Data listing

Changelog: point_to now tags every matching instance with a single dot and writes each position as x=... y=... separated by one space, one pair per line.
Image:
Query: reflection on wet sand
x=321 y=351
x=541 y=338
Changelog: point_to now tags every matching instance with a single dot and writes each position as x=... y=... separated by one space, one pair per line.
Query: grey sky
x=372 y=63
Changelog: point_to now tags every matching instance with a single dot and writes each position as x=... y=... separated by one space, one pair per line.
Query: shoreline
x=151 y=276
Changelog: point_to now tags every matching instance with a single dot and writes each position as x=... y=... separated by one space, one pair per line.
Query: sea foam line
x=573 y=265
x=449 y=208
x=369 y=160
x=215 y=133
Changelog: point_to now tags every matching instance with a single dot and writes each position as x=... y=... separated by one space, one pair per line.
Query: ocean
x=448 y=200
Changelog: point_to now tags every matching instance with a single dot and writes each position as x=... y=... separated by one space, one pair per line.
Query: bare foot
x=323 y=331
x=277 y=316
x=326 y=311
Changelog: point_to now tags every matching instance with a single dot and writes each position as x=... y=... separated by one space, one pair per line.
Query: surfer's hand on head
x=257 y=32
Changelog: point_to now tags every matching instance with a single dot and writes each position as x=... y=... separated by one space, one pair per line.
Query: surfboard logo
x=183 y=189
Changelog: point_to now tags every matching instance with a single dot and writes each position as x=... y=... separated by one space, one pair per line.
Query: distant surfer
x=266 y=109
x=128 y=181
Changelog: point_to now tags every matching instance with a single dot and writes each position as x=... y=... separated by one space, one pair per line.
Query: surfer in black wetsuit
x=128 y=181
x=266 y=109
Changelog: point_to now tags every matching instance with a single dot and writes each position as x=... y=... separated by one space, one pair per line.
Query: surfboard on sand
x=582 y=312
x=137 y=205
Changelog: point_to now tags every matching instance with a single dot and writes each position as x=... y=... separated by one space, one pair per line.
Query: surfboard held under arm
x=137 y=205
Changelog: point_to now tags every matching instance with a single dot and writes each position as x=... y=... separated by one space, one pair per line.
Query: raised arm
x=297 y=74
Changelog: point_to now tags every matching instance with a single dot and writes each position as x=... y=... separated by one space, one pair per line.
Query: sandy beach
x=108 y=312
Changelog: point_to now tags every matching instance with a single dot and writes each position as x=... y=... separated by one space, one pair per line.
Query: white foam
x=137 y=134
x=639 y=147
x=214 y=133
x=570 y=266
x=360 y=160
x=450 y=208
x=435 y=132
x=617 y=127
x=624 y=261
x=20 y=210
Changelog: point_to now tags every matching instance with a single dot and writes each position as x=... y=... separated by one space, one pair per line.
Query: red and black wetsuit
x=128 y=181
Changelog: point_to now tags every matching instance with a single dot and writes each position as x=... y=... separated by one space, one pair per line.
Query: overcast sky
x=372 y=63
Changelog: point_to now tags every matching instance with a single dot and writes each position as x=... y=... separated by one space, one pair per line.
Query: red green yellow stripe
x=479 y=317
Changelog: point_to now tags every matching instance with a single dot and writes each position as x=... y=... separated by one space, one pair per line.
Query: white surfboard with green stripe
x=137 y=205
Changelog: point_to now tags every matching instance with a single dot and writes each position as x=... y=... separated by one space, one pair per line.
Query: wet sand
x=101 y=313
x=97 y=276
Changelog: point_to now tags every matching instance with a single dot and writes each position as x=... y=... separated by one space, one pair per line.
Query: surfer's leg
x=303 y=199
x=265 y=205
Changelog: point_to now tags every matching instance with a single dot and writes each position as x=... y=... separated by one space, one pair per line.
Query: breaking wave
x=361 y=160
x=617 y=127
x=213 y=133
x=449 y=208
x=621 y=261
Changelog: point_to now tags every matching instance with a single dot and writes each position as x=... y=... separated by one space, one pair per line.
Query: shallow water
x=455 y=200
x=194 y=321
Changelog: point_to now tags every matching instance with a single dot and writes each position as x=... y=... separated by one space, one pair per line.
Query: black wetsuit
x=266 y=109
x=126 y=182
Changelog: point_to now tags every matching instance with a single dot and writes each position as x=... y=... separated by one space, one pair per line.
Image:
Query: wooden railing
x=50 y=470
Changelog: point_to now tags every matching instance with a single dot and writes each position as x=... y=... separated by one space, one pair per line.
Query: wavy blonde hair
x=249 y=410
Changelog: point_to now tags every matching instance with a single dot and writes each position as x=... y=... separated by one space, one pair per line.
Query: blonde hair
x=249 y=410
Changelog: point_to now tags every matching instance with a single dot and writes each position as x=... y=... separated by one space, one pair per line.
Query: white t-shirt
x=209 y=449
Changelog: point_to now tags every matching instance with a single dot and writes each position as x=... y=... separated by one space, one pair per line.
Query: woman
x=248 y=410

Short task |
Produce an exact copy of every entry above.

Complete output |
Changelog: point_to now tags every matching instance with a single dot and writes each position as x=... y=... separated by one space, one pair per line.
Image:
Query: reflection on wet sand
x=321 y=351
x=541 y=338
Changelog: point_to now tags every matching instance with a single dot and writes each position as x=... y=... separated by one space, one pair per line.
Query: grey sky
x=372 y=63
Changelog: point_to now tags every matching instance with a single dot and writes each position as x=... y=... separated by one space, one pair per line.
Query: shoreline
x=151 y=276
Changelog: point_to now tags every matching instance with a single dot and writes each position as x=... y=... separated by one space, one pair per line.
Query: sea foam line
x=573 y=265
x=449 y=208
x=369 y=160
x=215 y=133
Changelog: point_to now tags every matching instance with a single dot and writes each position as x=... y=... separated by one space, one pair per line.
Query: ocean
x=448 y=200
Changelog: point_to now tags every matching instance with a single dot and writes each position as x=... y=... separated by one space, one pair per line.
Query: bare foot
x=323 y=331
x=277 y=316
x=326 y=311
Changelog: point_to now tags every matching instance with a single dot and writes each position as x=... y=... separated by one space, one pair per line.
Query: surfer's hand on head
x=257 y=32
Changelog: point_to now tags every matching instance with a single dot and writes each position as x=... y=... separated by one space, one pair per line.
Query: surfboard logo
x=183 y=189
Changelog: point_to now tags every matching instance with a single dot and writes each position as x=... y=... separated by one space, one pair per line.
Query: distant surfer
x=266 y=109
x=128 y=181
Changelog: point_to now tags every matching instance with a single dot and writes each position as x=... y=... separated by one space, one pair per line.
Query: surfer in black wetsuit
x=128 y=181
x=266 y=109
Changelog: point_to now tags every matching instance with a single dot and writes each position as x=... y=... separated by one space, one pair per line.
Query: surfboard on sand
x=582 y=312
x=137 y=205
Changelog: point_to now tags every matching instance with a single dot and writes each position as x=... y=... separated by one space, one pair per line.
Query: surfboard held under arm
x=137 y=205
Changelog: point_to now tags every matching instance with a single dot and writes each position as x=... y=... separated by one space, one pair per line.
Query: raised arm
x=297 y=74
Changelog: point_to now tags every matching instance with a single dot and writes each position as x=... y=... separated by one space, one pair per line.
Query: sandy beach
x=108 y=312
Changelog: point_to now tags every matching instance with a single dot and writes each position as x=... y=... separated by one space, one pair per line.
Query: white foam
x=137 y=134
x=639 y=147
x=214 y=133
x=570 y=266
x=360 y=160
x=450 y=208
x=435 y=132
x=617 y=127
x=624 y=261
x=20 y=210
Changelog: point_to now tags every matching instance with a single dot and writes each position as x=... y=... separated by one space, one pair per line.
Query: red and black wetsuit
x=128 y=181
Changelog: point_to now tags every matching instance with a single dot and writes each position as x=... y=... separated by one space, one pair per line.
Query: overcast sky
x=372 y=63
Changelog: point_to now tags every matching instance with a single dot and writes each position as x=... y=... separated by one space, one pair per line.
Query: red green yellow stripe
x=479 y=317
Changelog: point_to now tags every matching instance with a single dot and writes each position as x=... y=... separated by one space, one pair per line.
Query: white surfboard with green stripe
x=137 y=205
Changelog: point_to now tags every matching instance with a single dot and writes each position as x=... y=... separated by one space, one pair per line.
Query: wet sand
x=101 y=313
x=97 y=276
Changelog: point_to now tags every matching instance with a single dot and writes each position as x=... y=... separated by one space, one pair per line.
Query: surfer's leg
x=303 y=199
x=265 y=205
Changelog: point_to now tags every matching instance with a single dot and writes each position as x=... y=... separated by one space, one pair per line.
Query: breaking wave
x=361 y=160
x=617 y=127
x=213 y=133
x=449 y=208
x=621 y=261
Changelog: point_to now tags every matching instance with a single dot and writes each position as x=... y=... separated by one space, one pair per line.
Query: shallow water
x=455 y=200
x=194 y=321
Changelog: point_to now tags every matching instance with a single dot and writes each position as x=... y=... separated by one space, one pair per line.
Query: black wetsuit
x=266 y=109
x=126 y=182
Changelog: point_to now tags every matching instance with a single dot and writes each position as x=... y=... separated by one space, one pair per line.
Image:
Query: wooden railing
x=50 y=470
Changelog: point_to now tags every matching instance with a single dot and writes each position as x=... y=... separated by one space, one pair per line.
Query: wavy blonde hair
x=249 y=410
Changelog: point_to now tags every matching instance with a single dot and writes each position as x=... y=... separated by one space, one pair per line.
Query: blonde hair
x=249 y=410
Changelog: point_to now tags every matching instance with a single dot and writes each position as x=... y=... separated by one space, one pair per line.
Query: white t-shirt
x=209 y=449
Changelog: point_to now tags every matching instance with a single dot and writes each position as x=... y=... separated by one space, one pair per line.
Query: woman
x=248 y=410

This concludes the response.